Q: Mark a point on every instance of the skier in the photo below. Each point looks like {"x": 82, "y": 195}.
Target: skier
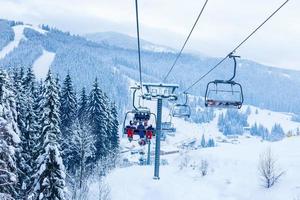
{"x": 149, "y": 132}
{"x": 141, "y": 130}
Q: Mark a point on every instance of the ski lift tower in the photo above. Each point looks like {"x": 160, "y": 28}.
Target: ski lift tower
{"x": 159, "y": 91}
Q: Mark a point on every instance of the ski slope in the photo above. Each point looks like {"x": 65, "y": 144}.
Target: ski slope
{"x": 233, "y": 166}
{"x": 19, "y": 35}
{"x": 232, "y": 175}
{"x": 42, "y": 64}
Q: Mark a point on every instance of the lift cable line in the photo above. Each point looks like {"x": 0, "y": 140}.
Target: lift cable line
{"x": 180, "y": 52}
{"x": 138, "y": 39}
{"x": 238, "y": 46}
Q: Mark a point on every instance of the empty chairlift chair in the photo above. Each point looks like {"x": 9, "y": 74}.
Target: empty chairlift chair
{"x": 182, "y": 110}
{"x": 225, "y": 93}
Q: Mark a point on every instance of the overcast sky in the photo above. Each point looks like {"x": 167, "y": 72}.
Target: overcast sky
{"x": 223, "y": 25}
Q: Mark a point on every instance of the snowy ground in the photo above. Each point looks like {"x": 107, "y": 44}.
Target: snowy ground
{"x": 18, "y": 30}
{"x": 232, "y": 175}
{"x": 233, "y": 166}
{"x": 42, "y": 64}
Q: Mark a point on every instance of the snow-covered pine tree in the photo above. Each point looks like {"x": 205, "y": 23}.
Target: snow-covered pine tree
{"x": 50, "y": 177}
{"x": 29, "y": 134}
{"x": 83, "y": 150}
{"x": 113, "y": 136}
{"x": 277, "y": 133}
{"x": 98, "y": 120}
{"x": 68, "y": 115}
{"x": 9, "y": 139}
{"x": 114, "y": 128}
{"x": 203, "y": 142}
{"x": 83, "y": 107}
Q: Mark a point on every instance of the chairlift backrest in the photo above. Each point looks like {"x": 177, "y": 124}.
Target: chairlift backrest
{"x": 224, "y": 93}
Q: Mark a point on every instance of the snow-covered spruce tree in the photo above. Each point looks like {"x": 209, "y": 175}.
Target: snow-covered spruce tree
{"x": 68, "y": 115}
{"x": 277, "y": 133}
{"x": 113, "y": 136}
{"x": 83, "y": 150}
{"x": 203, "y": 142}
{"x": 98, "y": 120}
{"x": 83, "y": 107}
{"x": 114, "y": 128}
{"x": 50, "y": 177}
{"x": 29, "y": 134}
{"x": 268, "y": 170}
{"x": 9, "y": 139}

→ TASK DETAILS: Retype the listing verbatim, minus every image.

→ ANSWER BELOW:
Q: Mark a point on every instance of the skier in the photo below. Each point looks like {"x": 82, "y": 195}.
Target: skier
{"x": 149, "y": 132}
{"x": 141, "y": 130}
Q: Mark a point on every instance of the ski lift tower in the photo above. Each point looks like {"x": 160, "y": 28}.
Target: ski lift tower
{"x": 159, "y": 91}
Q: Mark a point on every instance of the ski slope in the photo above. Each point looks like {"x": 65, "y": 144}.
Target: ski slope
{"x": 233, "y": 166}
{"x": 19, "y": 35}
{"x": 232, "y": 175}
{"x": 42, "y": 64}
Q: Mark a point on every instance of the lift cable line in the photo above. Each point looks like {"x": 0, "y": 140}.
Target: lift cable line
{"x": 180, "y": 52}
{"x": 138, "y": 39}
{"x": 238, "y": 46}
Q: Mark a point on every instance of the empty chairlift chair in the photo above. Each point looks like {"x": 9, "y": 74}.
Target: empty chairlift chair
{"x": 182, "y": 110}
{"x": 225, "y": 93}
Q: Mark a point on every instance of the overcast sky in the photo above. Each point looks like {"x": 167, "y": 72}.
Target: overcast sky
{"x": 223, "y": 25}
Q: Mark a point on every instance of the snowy ground in the photo above. Each point looks like {"x": 107, "y": 44}.
Target: snowy ground
{"x": 18, "y": 30}
{"x": 232, "y": 175}
{"x": 233, "y": 166}
{"x": 42, "y": 64}
Q: Mark a point on every instance of the snow-covered pine tree in the photo above. Each point looks like {"x": 205, "y": 23}.
Target: snow-covered pine tree
{"x": 50, "y": 177}
{"x": 29, "y": 134}
{"x": 83, "y": 150}
{"x": 113, "y": 136}
{"x": 277, "y": 133}
{"x": 98, "y": 120}
{"x": 68, "y": 115}
{"x": 9, "y": 139}
{"x": 114, "y": 128}
{"x": 203, "y": 142}
{"x": 83, "y": 107}
Q: Mark a point on every instance of the chairlift backrest in the photo above. Each point looks like {"x": 177, "y": 124}.
Target: chairlift backrest
{"x": 224, "y": 93}
Q: Mark a point on every instance of the snow-covered spruce tree in the photo above. Each point looks like {"x": 209, "y": 175}.
Target: snow-covered spruce tree
{"x": 68, "y": 115}
{"x": 277, "y": 133}
{"x": 113, "y": 136}
{"x": 83, "y": 150}
{"x": 203, "y": 142}
{"x": 98, "y": 120}
{"x": 83, "y": 107}
{"x": 114, "y": 128}
{"x": 50, "y": 177}
{"x": 29, "y": 134}
{"x": 268, "y": 170}
{"x": 9, "y": 139}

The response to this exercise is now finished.